- Problem statement -
Below are several rows. Report how many lines in them contain the string "seat", giving only the number.

--- BEGIN Input ---

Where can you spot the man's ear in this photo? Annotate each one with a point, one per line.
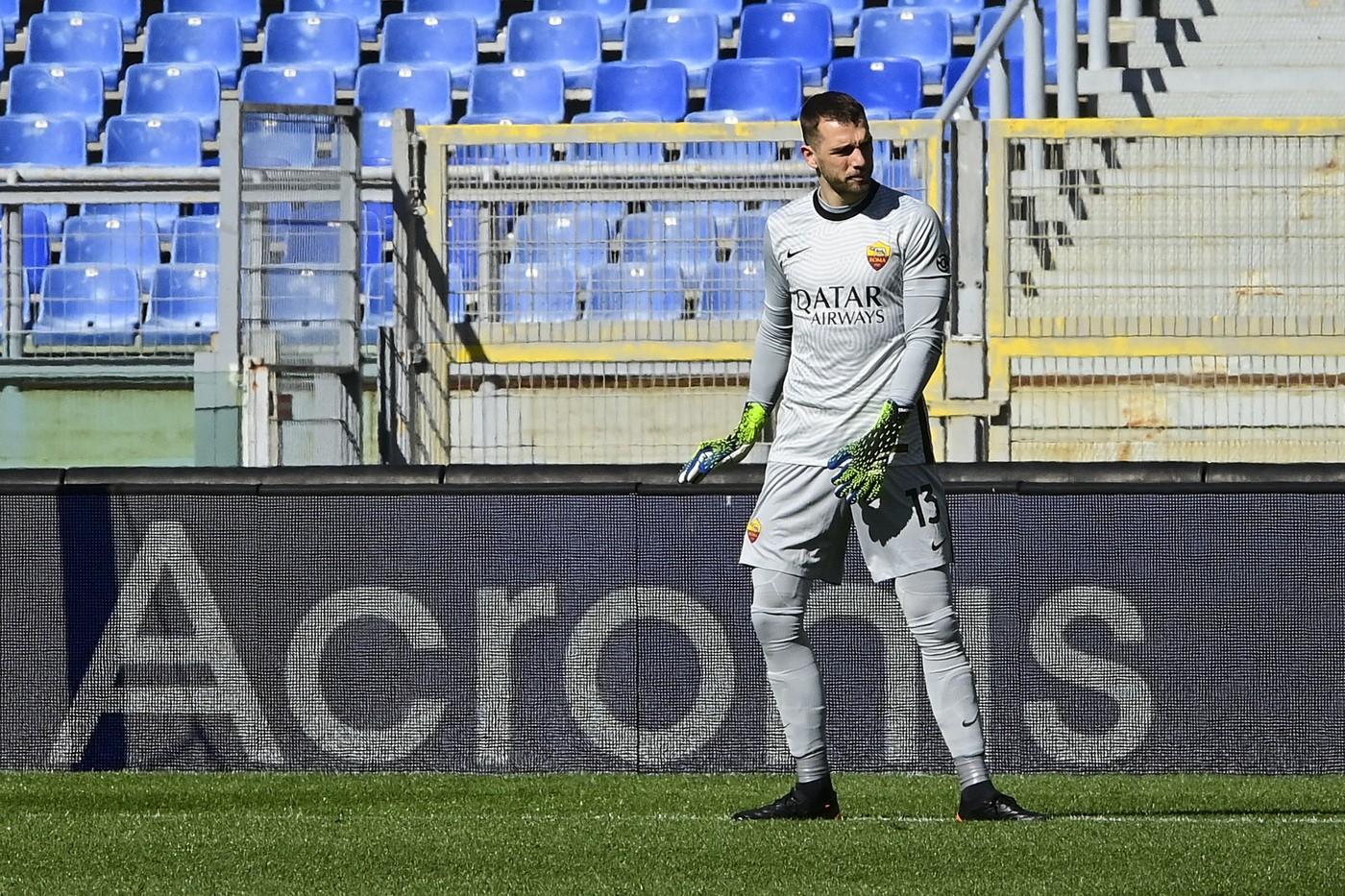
(811, 157)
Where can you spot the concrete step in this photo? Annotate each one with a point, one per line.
(1255, 31)
(1241, 80)
(1247, 9)
(1311, 54)
(1203, 104)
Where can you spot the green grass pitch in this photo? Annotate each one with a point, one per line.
(289, 833)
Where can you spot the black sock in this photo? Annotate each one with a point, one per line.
(817, 788)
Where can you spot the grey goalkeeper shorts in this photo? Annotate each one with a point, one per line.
(799, 526)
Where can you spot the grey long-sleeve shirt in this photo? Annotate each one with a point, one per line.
(854, 312)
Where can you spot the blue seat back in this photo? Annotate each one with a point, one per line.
(34, 140)
(195, 241)
(175, 89)
(87, 304)
(58, 91)
(733, 289)
(365, 12)
(725, 11)
(887, 87)
(799, 31)
(612, 13)
(210, 37)
(246, 12)
(282, 84)
(656, 89)
(183, 304)
(125, 11)
(770, 87)
(844, 13)
(486, 13)
(636, 291)
(688, 36)
(77, 37)
(917, 34)
(518, 91)
(569, 39)
(542, 292)
(152, 140)
(432, 39)
(111, 240)
(315, 39)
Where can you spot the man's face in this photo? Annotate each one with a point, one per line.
(843, 155)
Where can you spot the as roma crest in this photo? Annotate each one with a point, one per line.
(878, 254)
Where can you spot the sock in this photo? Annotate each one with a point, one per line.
(777, 604)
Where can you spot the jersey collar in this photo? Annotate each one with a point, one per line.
(850, 211)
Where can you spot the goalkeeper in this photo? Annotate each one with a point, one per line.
(857, 295)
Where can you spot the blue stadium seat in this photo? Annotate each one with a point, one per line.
(379, 287)
(569, 39)
(58, 91)
(315, 40)
(10, 19)
(37, 247)
(753, 90)
(612, 13)
(195, 241)
(686, 238)
(77, 39)
(553, 238)
(246, 12)
(125, 11)
(484, 12)
(183, 305)
(152, 140)
(383, 86)
(733, 289)
(725, 11)
(279, 84)
(87, 305)
(799, 31)
(533, 294)
(844, 13)
(110, 240)
(172, 89)
(208, 37)
(432, 39)
(520, 93)
(367, 13)
(887, 87)
(298, 295)
(962, 13)
(636, 291)
(279, 143)
(690, 37)
(33, 140)
(915, 34)
(638, 91)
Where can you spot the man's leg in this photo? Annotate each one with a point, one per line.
(927, 603)
(777, 604)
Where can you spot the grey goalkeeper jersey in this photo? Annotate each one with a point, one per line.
(854, 312)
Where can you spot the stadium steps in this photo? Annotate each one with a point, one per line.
(1227, 58)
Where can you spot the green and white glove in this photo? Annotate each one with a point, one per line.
(864, 462)
(732, 448)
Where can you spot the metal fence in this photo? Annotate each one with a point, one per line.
(1166, 289)
(604, 280)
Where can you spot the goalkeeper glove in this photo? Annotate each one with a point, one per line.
(864, 462)
(732, 448)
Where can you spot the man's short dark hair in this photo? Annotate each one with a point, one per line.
(833, 105)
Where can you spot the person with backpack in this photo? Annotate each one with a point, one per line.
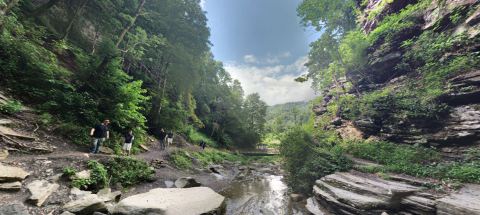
(99, 133)
(169, 138)
(163, 136)
(203, 144)
(127, 146)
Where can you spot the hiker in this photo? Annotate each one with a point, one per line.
(163, 135)
(169, 138)
(127, 146)
(203, 144)
(99, 133)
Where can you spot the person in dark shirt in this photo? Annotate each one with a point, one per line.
(169, 138)
(99, 133)
(127, 145)
(203, 144)
(163, 136)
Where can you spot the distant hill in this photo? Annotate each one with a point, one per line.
(282, 116)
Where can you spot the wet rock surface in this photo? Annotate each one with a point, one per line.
(40, 190)
(196, 200)
(359, 193)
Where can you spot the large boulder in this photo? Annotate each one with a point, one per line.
(40, 190)
(186, 182)
(86, 204)
(10, 173)
(465, 201)
(11, 186)
(16, 208)
(173, 201)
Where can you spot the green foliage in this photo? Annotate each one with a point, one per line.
(415, 161)
(78, 134)
(330, 16)
(128, 171)
(69, 171)
(378, 9)
(215, 156)
(395, 23)
(353, 50)
(11, 107)
(306, 162)
(281, 117)
(181, 159)
(196, 137)
(45, 119)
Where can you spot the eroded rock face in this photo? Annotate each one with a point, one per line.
(86, 204)
(165, 201)
(10, 209)
(40, 190)
(356, 193)
(186, 182)
(10, 173)
(465, 201)
(359, 194)
(11, 186)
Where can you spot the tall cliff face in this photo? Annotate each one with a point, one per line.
(421, 81)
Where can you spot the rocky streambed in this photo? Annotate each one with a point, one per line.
(36, 186)
(359, 193)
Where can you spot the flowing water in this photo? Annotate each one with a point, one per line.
(263, 195)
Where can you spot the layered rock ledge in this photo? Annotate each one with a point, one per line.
(366, 194)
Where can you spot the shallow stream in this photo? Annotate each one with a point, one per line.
(267, 194)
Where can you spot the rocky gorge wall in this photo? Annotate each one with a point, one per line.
(420, 85)
(447, 116)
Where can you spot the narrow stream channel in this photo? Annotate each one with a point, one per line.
(266, 194)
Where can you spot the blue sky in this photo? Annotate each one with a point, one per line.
(263, 45)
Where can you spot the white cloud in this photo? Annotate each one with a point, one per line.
(268, 60)
(275, 84)
(250, 58)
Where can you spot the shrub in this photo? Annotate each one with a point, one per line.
(69, 171)
(11, 107)
(196, 137)
(181, 159)
(129, 171)
(214, 156)
(412, 160)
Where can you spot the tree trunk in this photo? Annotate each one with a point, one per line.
(124, 32)
(75, 16)
(95, 40)
(44, 8)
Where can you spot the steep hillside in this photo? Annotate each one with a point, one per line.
(400, 106)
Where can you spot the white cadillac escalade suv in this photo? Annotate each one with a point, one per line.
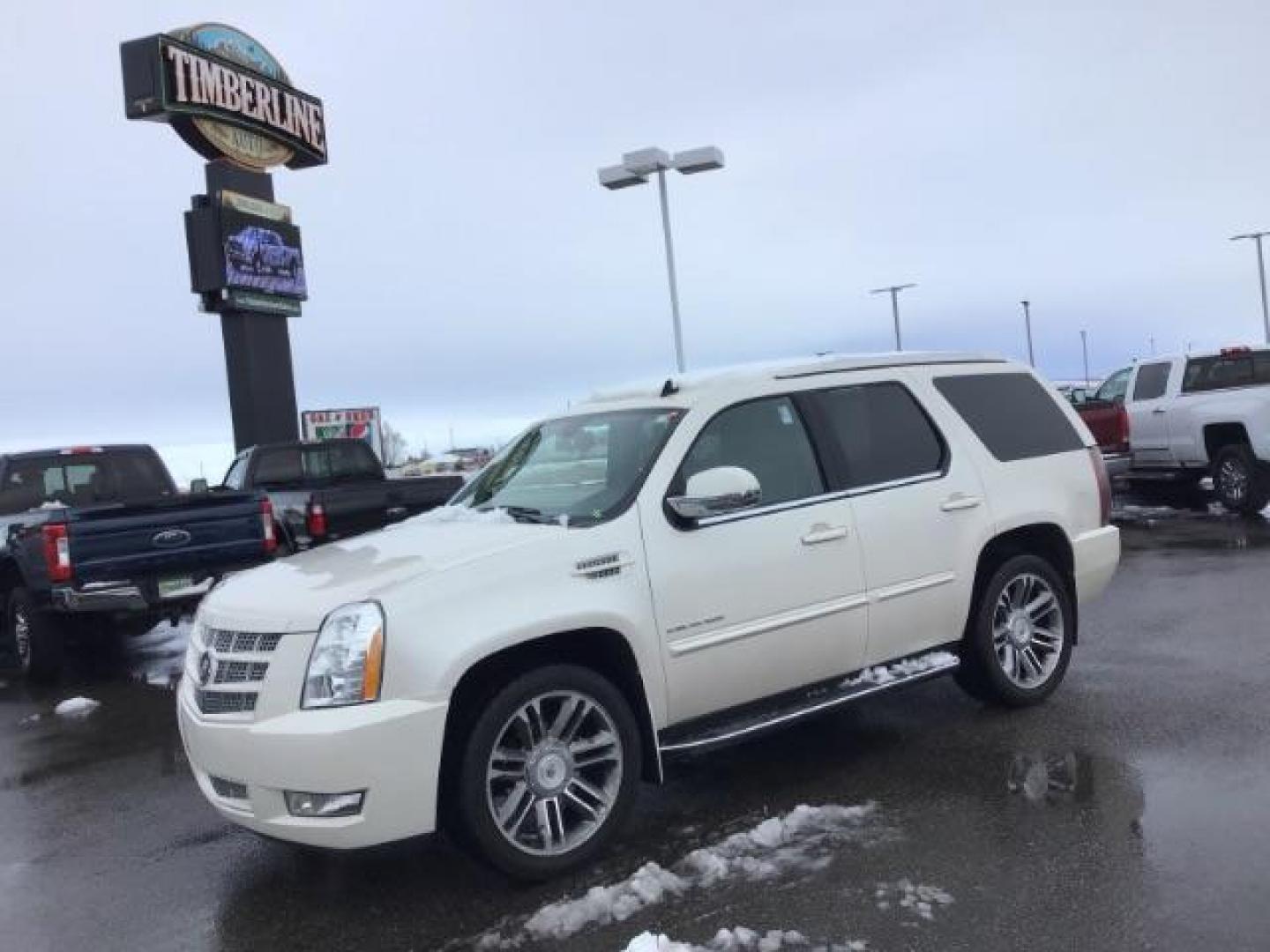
(658, 570)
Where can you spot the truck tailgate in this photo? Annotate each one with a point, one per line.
(187, 536)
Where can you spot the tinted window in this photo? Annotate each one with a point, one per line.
(352, 461)
(884, 435)
(1152, 381)
(1114, 387)
(140, 476)
(1012, 414)
(765, 437)
(279, 467)
(1233, 371)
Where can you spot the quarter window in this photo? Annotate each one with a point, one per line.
(883, 433)
(1152, 381)
(766, 437)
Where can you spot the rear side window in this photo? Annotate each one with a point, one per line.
(765, 437)
(279, 467)
(883, 433)
(1012, 414)
(1152, 381)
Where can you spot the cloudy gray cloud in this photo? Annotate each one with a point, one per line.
(467, 270)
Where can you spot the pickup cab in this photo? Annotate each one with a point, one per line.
(661, 570)
(326, 490)
(1203, 415)
(101, 534)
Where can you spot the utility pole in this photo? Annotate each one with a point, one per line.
(1032, 357)
(1261, 274)
(894, 306)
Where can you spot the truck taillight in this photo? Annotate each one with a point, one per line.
(57, 553)
(317, 519)
(271, 536)
(1100, 475)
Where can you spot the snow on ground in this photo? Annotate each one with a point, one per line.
(885, 673)
(802, 841)
(77, 707)
(912, 897)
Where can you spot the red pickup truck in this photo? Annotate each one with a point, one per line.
(1105, 415)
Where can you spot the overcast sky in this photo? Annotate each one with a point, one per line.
(467, 271)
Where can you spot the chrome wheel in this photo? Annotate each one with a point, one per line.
(1232, 481)
(1027, 629)
(554, 773)
(22, 637)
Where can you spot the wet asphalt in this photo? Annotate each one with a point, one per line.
(1129, 813)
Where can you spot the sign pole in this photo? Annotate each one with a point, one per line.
(257, 344)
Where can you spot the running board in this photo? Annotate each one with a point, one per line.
(715, 730)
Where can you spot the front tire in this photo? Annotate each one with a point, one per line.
(36, 640)
(549, 772)
(1019, 641)
(1237, 480)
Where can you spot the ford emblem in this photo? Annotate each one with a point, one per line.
(172, 539)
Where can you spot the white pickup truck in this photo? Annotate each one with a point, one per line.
(1204, 415)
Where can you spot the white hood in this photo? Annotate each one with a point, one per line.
(296, 593)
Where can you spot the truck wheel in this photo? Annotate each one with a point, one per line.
(1237, 482)
(36, 639)
(549, 772)
(1019, 640)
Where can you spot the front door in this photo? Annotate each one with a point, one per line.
(764, 599)
(1148, 414)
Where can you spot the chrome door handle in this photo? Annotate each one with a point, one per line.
(825, 533)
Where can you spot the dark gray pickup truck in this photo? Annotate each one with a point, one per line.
(94, 537)
(332, 489)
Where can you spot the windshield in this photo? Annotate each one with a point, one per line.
(578, 470)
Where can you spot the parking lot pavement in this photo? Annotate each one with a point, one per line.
(1131, 811)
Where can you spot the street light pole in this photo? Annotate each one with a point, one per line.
(894, 306)
(669, 270)
(1261, 274)
(634, 170)
(1032, 358)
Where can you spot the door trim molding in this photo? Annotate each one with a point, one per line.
(761, 626)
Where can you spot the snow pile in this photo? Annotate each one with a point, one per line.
(886, 673)
(77, 707)
(465, 514)
(800, 841)
(739, 940)
(912, 897)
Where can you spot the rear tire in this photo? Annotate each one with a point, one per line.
(36, 639)
(1238, 481)
(1019, 640)
(563, 779)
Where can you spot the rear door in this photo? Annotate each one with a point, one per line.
(918, 508)
(1149, 400)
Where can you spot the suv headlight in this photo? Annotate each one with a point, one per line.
(347, 661)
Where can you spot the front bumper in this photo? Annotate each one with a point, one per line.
(390, 749)
(1095, 556)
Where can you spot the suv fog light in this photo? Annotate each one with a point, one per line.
(325, 804)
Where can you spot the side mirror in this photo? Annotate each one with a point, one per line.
(718, 492)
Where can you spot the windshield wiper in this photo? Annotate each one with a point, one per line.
(524, 513)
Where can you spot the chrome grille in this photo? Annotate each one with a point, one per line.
(225, 701)
(228, 790)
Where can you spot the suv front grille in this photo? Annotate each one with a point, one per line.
(225, 664)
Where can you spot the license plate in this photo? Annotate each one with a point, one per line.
(176, 585)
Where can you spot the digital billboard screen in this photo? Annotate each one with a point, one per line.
(262, 254)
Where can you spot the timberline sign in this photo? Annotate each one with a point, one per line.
(227, 95)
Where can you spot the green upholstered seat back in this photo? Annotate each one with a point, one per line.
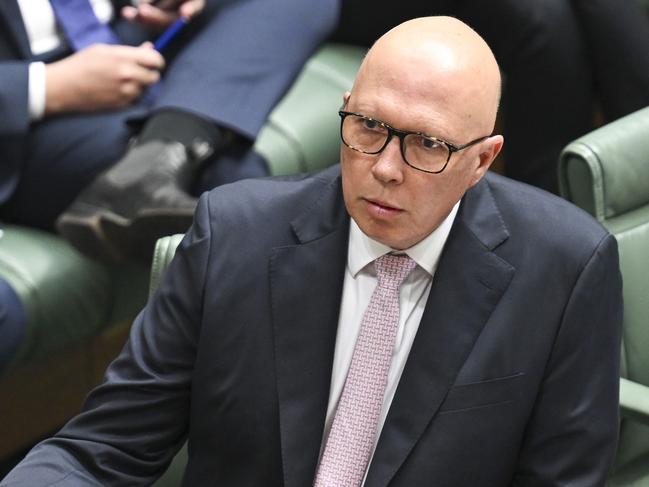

--- END Input ---

- The response -
3